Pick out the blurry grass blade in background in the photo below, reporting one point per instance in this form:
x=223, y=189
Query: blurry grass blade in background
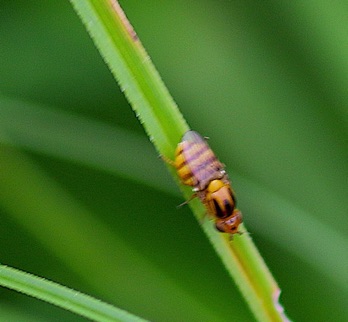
x=130, y=64
x=61, y=296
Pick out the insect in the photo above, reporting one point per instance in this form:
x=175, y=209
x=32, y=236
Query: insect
x=198, y=167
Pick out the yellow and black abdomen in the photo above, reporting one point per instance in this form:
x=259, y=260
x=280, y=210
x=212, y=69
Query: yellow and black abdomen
x=195, y=162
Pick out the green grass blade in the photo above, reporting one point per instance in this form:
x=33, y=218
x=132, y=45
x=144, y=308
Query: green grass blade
x=137, y=77
x=62, y=296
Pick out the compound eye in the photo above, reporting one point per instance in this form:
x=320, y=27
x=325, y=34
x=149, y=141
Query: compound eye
x=223, y=212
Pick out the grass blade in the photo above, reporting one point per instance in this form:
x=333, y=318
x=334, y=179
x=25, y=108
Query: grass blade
x=62, y=296
x=131, y=66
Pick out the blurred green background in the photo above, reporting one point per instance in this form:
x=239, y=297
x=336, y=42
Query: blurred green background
x=86, y=202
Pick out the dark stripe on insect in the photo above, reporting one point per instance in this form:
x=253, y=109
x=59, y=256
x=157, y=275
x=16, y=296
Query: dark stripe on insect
x=197, y=154
x=205, y=165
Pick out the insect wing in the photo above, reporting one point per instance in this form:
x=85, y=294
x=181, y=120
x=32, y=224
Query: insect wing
x=202, y=161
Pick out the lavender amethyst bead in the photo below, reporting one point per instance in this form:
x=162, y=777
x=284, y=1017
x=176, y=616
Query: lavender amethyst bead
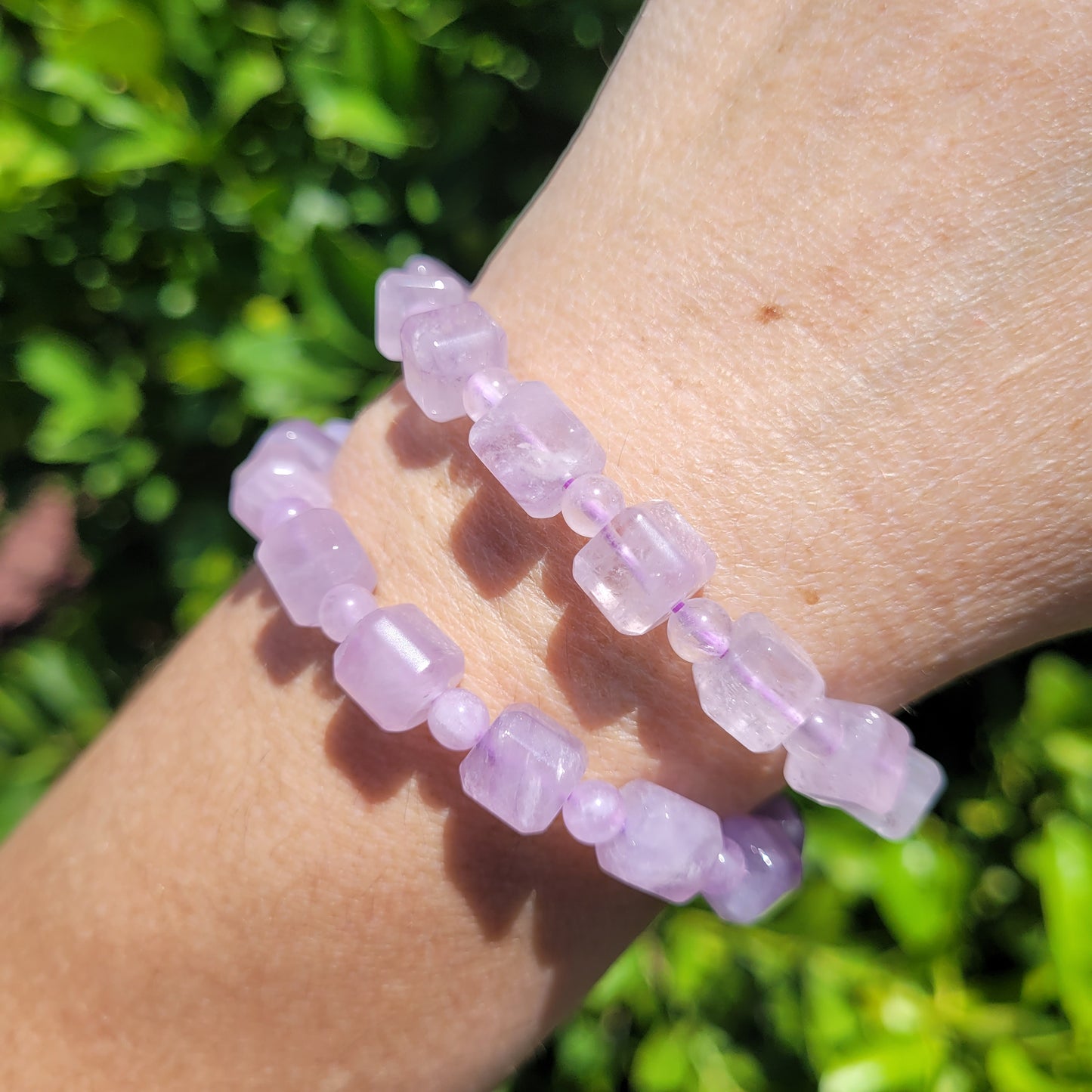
x=395, y=663
x=458, y=719
x=641, y=564
x=441, y=350
x=763, y=689
x=307, y=556
x=485, y=389
x=667, y=846
x=403, y=292
x=342, y=608
x=922, y=787
x=772, y=869
x=590, y=503
x=865, y=769
x=523, y=769
x=532, y=442
x=593, y=812
x=699, y=630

**What to work on**
Copy word for word everything from the line that contains "Pick out the lavender" down to the end of the material, leaving out the pictures.

**Result for this task**
Pick out the lavender amethyst bead in the photo below, reporting one point per instance in this form:
x=162, y=777
x=284, y=1017
x=176, y=616
Query: lavender amethyst bead
x=395, y=663
x=458, y=719
x=641, y=564
x=441, y=350
x=763, y=689
x=307, y=556
x=485, y=389
x=667, y=846
x=403, y=292
x=342, y=608
x=922, y=787
x=772, y=869
x=590, y=503
x=865, y=769
x=523, y=769
x=532, y=442
x=593, y=812
x=699, y=630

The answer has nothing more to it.